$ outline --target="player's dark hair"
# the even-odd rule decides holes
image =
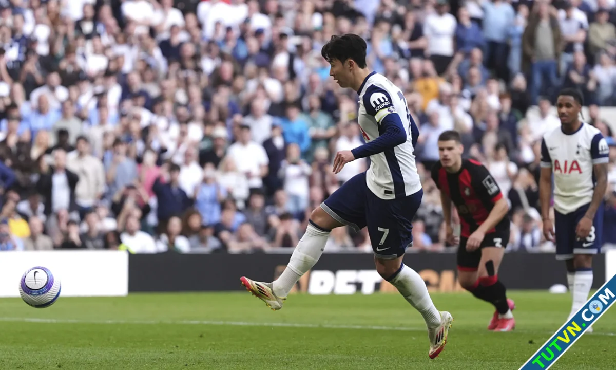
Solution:
[[[453,140],[458,144],[462,144],[462,137],[460,136],[460,133],[456,131],[448,130],[446,131],[443,131],[439,136],[439,141],[449,141],[450,140]]]
[[[584,96],[582,91],[573,88],[565,88],[561,89],[558,96],[570,96],[573,98],[573,100],[580,104],[580,114],[582,115],[582,119],[584,119],[584,114],[582,112],[582,107],[584,105]]]
[[[347,33],[342,36],[333,35],[331,39],[323,46],[321,55],[331,63],[339,60],[344,63],[351,59],[359,68],[366,68],[366,41],[357,35]]]
[[[580,104],[580,106],[584,105],[584,96],[582,95],[582,91],[577,89],[574,89],[572,88],[565,88],[560,91],[558,93],[559,96],[570,96],[573,98],[577,104]]]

Objective
Please edit the items above so that "dark hair" becomes "black hair", keeping every other character the same. Omit the pictures from your version.

Output for this exercise
$ outline --target="player's black hair"
# the even-odd rule decides holes
image =
Solution:
[[[453,140],[458,144],[462,144],[462,137],[460,136],[460,133],[456,131],[448,130],[446,131],[443,131],[439,136],[439,141],[449,141],[450,140]]]
[[[584,96],[582,91],[573,88],[565,88],[561,89],[558,96],[570,96],[573,98],[573,100],[580,104],[580,114],[582,115],[582,119],[584,119],[584,114],[582,112],[582,107],[584,105]]]
[[[347,33],[342,36],[333,35],[331,39],[323,46],[321,55],[331,63],[339,60],[344,63],[351,59],[359,68],[366,68],[366,41],[357,35]]]
[[[580,104],[580,106],[584,105],[584,96],[582,95],[582,91],[577,89],[574,89],[572,88],[565,88],[560,91],[558,93],[559,96],[570,96],[573,98],[577,104]]]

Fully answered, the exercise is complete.